- _Given passage_:
========================

As eCAVIAR requires the direction of effect and direction of LD, we aligned the GWAS z-scores such that the reference allele (non-effect allele) is the same as the GTEx reference allele. Furthermore, to align the pA-QTL eQTL LDs, we used BCF tools [50] to match the reference alleles of the genome 1000 VCFs to those of GTEx (After using BCF tools to split multiallelic sites to biallelic). We then used PLINK specifying -keep allele-order when creating PLINK binary files (this step is required as by default, PLINK 1.9 uses the major allele as the reference). eCAVIAR was run using the 1 causal variant mode (-c 1), and otherwise, default parameters.
Genome-wide pA-QTL analysis of 3’UTR SNPs
In this analysis, we used the distal p(A) site usage index provided by the APA-Atlas [34], calculated per transcript in each GTEx sample (transcripts with less than 30 reads in their last exon were removed by APA-atlas). We included in this analysis all variants located within 3’UTRs or their 2.5 kbp flanking regions (GENCODE hg19 release v31) whose minor allele frequencies ≥0.01 and with the minor allele observed in at least 10 samples. To identify pA-QTLs, each 3’UTR interval was analyzed by FastQTL, using the same procedure and the same covariates described above for the analysis of PAS SNPs. Variants (a) located in 3’UTR loci with q-value<0.05 and (b) obtained nominal p-value below the interval-specific threshold were considered significant 3’UTR pA-QTLs. CAVIAR and eCAVIAR analyses were applied to the significant variants that interrupt GUGU element as described above for the PAS pA-QTLs.
MASH
We used MASH (multivariate adaptive shrinkage) [35] as implemented by mashr. Analyzing 3’UTRs with PAS SNPs, the inputs were the matrix of effect estimates and the matrix of corresponding standard errors (slope and slope standard error calculated by FastQTL) of the set of 26,140 variants that passed the variants’ filtering criteria (see above) in all tissue. We fitted the MASH model using both data-driven and canonical covariance as recommended by the authors. To obtain the data-driven covariance, we used mashr built-in functions (get_significant_results, cov_pca). In this analysis we considered a PAS SNP as a pA-QTL PAS if (a) its local false sign rate (lsfr) was below 0.05, and (b) it was included in CAVIAR’s credible set. CAVIAR was run as described above, with FastQTL t-statistics replaced by the ratio of the posterior mean and posterior standard error obtained from MASH.
Raw data for the figures and supplemental tables of this study are available at https://github.com/ElkonLab/pA_QTLs.

========================

- _Data excerpts_:

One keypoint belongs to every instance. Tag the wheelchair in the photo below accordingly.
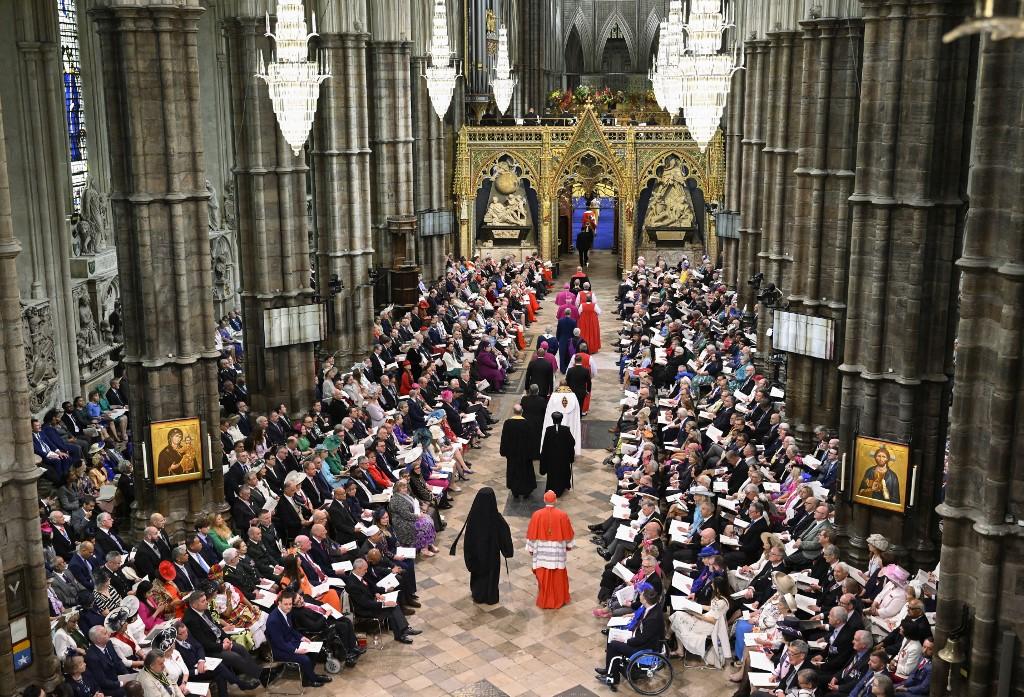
(647, 671)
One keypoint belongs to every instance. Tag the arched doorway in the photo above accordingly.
(588, 183)
(574, 66)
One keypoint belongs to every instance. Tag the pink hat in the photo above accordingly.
(897, 574)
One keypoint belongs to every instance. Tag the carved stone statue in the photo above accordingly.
(671, 205)
(96, 213)
(229, 210)
(87, 323)
(83, 238)
(40, 356)
(512, 211)
(213, 206)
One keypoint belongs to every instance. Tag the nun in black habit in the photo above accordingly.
(487, 539)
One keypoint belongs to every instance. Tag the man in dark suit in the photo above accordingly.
(839, 645)
(55, 459)
(83, 564)
(751, 546)
(647, 634)
(185, 577)
(540, 373)
(763, 584)
(102, 662)
(285, 641)
(366, 602)
(107, 538)
(856, 665)
(195, 658)
(243, 512)
(213, 640)
(290, 515)
(260, 554)
(147, 555)
(792, 662)
(62, 536)
(342, 525)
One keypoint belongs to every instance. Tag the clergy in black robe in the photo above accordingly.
(487, 539)
(557, 455)
(515, 448)
(579, 380)
(541, 373)
(535, 405)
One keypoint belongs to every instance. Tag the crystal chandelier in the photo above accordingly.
(292, 79)
(706, 73)
(503, 83)
(440, 74)
(997, 22)
(665, 74)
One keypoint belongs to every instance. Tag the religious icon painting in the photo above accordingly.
(881, 469)
(177, 450)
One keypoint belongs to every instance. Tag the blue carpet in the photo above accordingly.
(604, 238)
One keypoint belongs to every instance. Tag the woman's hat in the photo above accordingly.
(165, 639)
(878, 541)
(897, 574)
(166, 570)
(117, 618)
(784, 583)
(130, 604)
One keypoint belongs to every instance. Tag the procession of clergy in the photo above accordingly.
(719, 540)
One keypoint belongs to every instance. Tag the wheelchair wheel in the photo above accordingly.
(649, 673)
(332, 664)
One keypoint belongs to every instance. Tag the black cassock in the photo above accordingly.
(578, 378)
(487, 539)
(519, 476)
(556, 459)
(534, 408)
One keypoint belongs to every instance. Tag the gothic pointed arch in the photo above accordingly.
(648, 39)
(586, 37)
(613, 19)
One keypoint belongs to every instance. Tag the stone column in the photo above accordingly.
(754, 142)
(734, 177)
(827, 130)
(391, 143)
(341, 174)
(273, 228)
(982, 549)
(38, 166)
(20, 540)
(780, 160)
(907, 216)
(159, 202)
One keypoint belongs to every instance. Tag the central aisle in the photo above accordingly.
(515, 647)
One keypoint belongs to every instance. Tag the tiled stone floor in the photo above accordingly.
(514, 648)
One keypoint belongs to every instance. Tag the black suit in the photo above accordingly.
(108, 541)
(363, 596)
(64, 542)
(540, 373)
(751, 546)
(647, 635)
(342, 525)
(146, 561)
(211, 639)
(242, 514)
(838, 652)
(103, 666)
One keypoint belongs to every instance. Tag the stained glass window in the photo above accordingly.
(74, 105)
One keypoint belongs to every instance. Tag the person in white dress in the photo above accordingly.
(563, 400)
(692, 630)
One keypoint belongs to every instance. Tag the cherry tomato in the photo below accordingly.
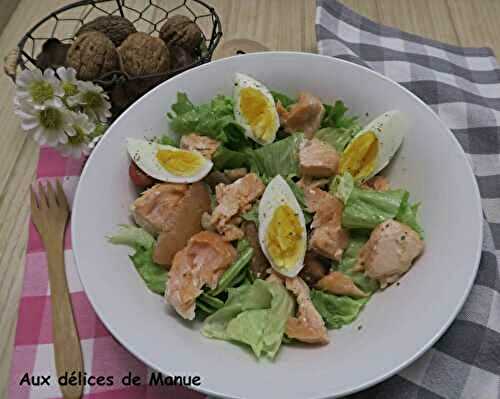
(138, 177)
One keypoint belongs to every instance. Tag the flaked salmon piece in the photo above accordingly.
(314, 269)
(328, 238)
(389, 252)
(377, 183)
(153, 208)
(318, 159)
(304, 116)
(313, 194)
(339, 284)
(235, 174)
(181, 222)
(202, 262)
(232, 200)
(206, 146)
(308, 325)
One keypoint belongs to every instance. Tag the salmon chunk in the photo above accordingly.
(203, 144)
(153, 208)
(318, 159)
(202, 262)
(328, 238)
(304, 116)
(232, 200)
(389, 252)
(184, 222)
(314, 269)
(308, 325)
(339, 284)
(173, 213)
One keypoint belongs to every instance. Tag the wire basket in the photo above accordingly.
(146, 15)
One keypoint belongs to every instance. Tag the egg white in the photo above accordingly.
(143, 153)
(242, 81)
(278, 193)
(390, 129)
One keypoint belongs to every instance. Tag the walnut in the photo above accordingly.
(180, 57)
(141, 54)
(179, 30)
(114, 27)
(53, 54)
(92, 54)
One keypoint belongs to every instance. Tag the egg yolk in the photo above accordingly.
(360, 156)
(284, 237)
(179, 162)
(258, 112)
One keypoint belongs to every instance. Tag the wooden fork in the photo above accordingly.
(49, 212)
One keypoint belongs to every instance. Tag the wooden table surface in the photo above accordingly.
(278, 24)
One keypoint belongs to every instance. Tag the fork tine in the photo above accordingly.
(42, 197)
(34, 203)
(61, 196)
(51, 195)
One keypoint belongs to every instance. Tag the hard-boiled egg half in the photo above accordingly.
(373, 147)
(167, 163)
(254, 109)
(282, 228)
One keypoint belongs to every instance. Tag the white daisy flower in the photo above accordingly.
(80, 133)
(69, 84)
(94, 101)
(39, 90)
(47, 125)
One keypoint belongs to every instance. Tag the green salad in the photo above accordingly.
(265, 215)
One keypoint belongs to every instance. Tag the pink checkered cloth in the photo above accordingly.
(34, 349)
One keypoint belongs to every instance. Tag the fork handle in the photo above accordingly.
(67, 348)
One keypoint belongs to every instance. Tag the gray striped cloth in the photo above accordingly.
(462, 85)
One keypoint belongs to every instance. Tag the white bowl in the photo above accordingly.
(398, 324)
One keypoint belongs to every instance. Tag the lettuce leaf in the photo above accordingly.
(154, 275)
(337, 137)
(349, 259)
(299, 194)
(215, 120)
(365, 209)
(255, 315)
(337, 311)
(165, 139)
(280, 157)
(224, 158)
(336, 116)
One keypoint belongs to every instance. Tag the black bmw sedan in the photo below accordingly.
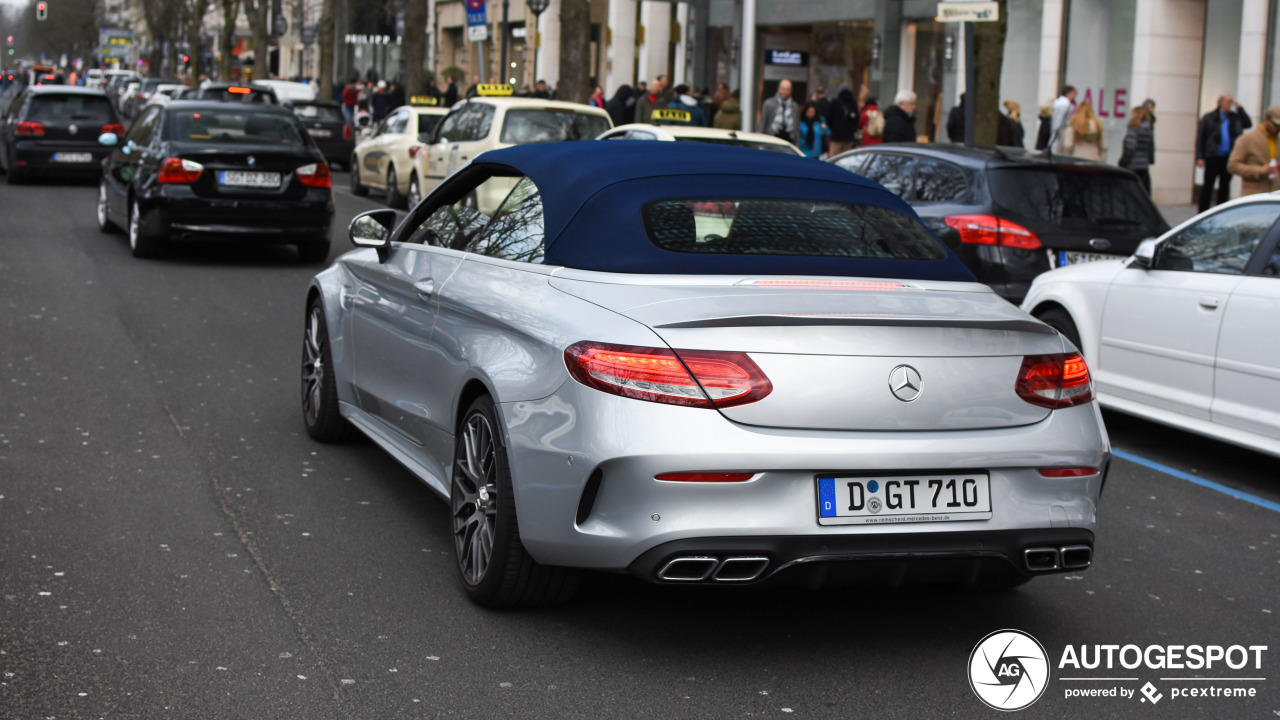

========================

- _Questions to answer_:
A - Answer from the pA-QTL methods text:
(i) In which mode was eCAVIAR run?
(ii) What minor allele frequency did variants in the genome-wide 3’UTR analysis need?
(iii) How many variants were given to MASH as input?
B - Write the passage that follows the last sentence of the pA-QTL methods text.

- _Solved problems_:
A -
(i) The 1 causal variant mode (-c 1).
(ii) A minor allele frequency of at least 0.01.
(iii) 26,140 variants.

B -
Supporting information
S1 Fig. CAVIAR fine-mapping analysis.
A. The credible sets that were defined by CAVIAR for the pA loci presented in Fig 2B–2D. B. Examples for PAS SNPs with very high posterior probability pointing them as the causal pA-QTL variants with very high confidence. C. Examples of PAS SNPs that obtained a significant p-value in the pA-QTL tests, but were not included in the credible sets of their pA loci, indicating that they are not the causal ones. Varaints included in the credible set are colored in green. Otherwise, the legend is as in Fig 6.
https://doi.org/10.1371/journal.pgen.1008977.s001
(TIF)
S2 Fig. eCAVIAR colocalization analysis of pA-QTL and eQTL signals.
A. Examples of loci showing strong colocalization of the pA-QTL and eQTL signals (very high colocalization posterior probability (CLPP)), indicating the PAS SNP as the causal variant for both effects. B. Examples of weak colocalization of the pA-QTL and eQTL signals (low CLPP), suggesting that the eQTL tags a causal variant that is distinct from the PAS SNP. C. Strong colocalization of the pA-QTL and eQTL signals in the loci shown in Fig 5A and 5B. Legend is as in Fig 6.
https://doi.org/10.1371/journal.pgen.1008977.s002
(TIF)
S3 Fig. eCAVIAR colocalization analysis of pA-QTL and GWAS signals.
Examples of PAS pA-QTLs and GWAS SNPs showing high colocalization (CLPP>0.01), indicating a common underlying causal mechanism. Legend is as in Fig 6.
https://doi.org/10.1371/journal.pgen.1008977.s003
(TIF)
S4 Fig. Relationship between pA-QTL, eQTL and SLE GWAS signals in the 3’UTR locus of IRF5.
Legend is as in Fig 6, See S6 Table.
https://doi.org/10.1371/journal.pgen.1008977.s004
(TIF)
S5 Fig. Comparison between effect magnitudes of PAS pA-QTLs, GUGU pA-QTL and other 3’UTR pA-QTLs.
Axis and legend as Fig 7A.
https://doi.org/10.1371/journal.pgen.1008977.s005
(TIF)
S6 Fig. MASH information sharing across conditions increases statistical power for the detection of pA-QTL effects.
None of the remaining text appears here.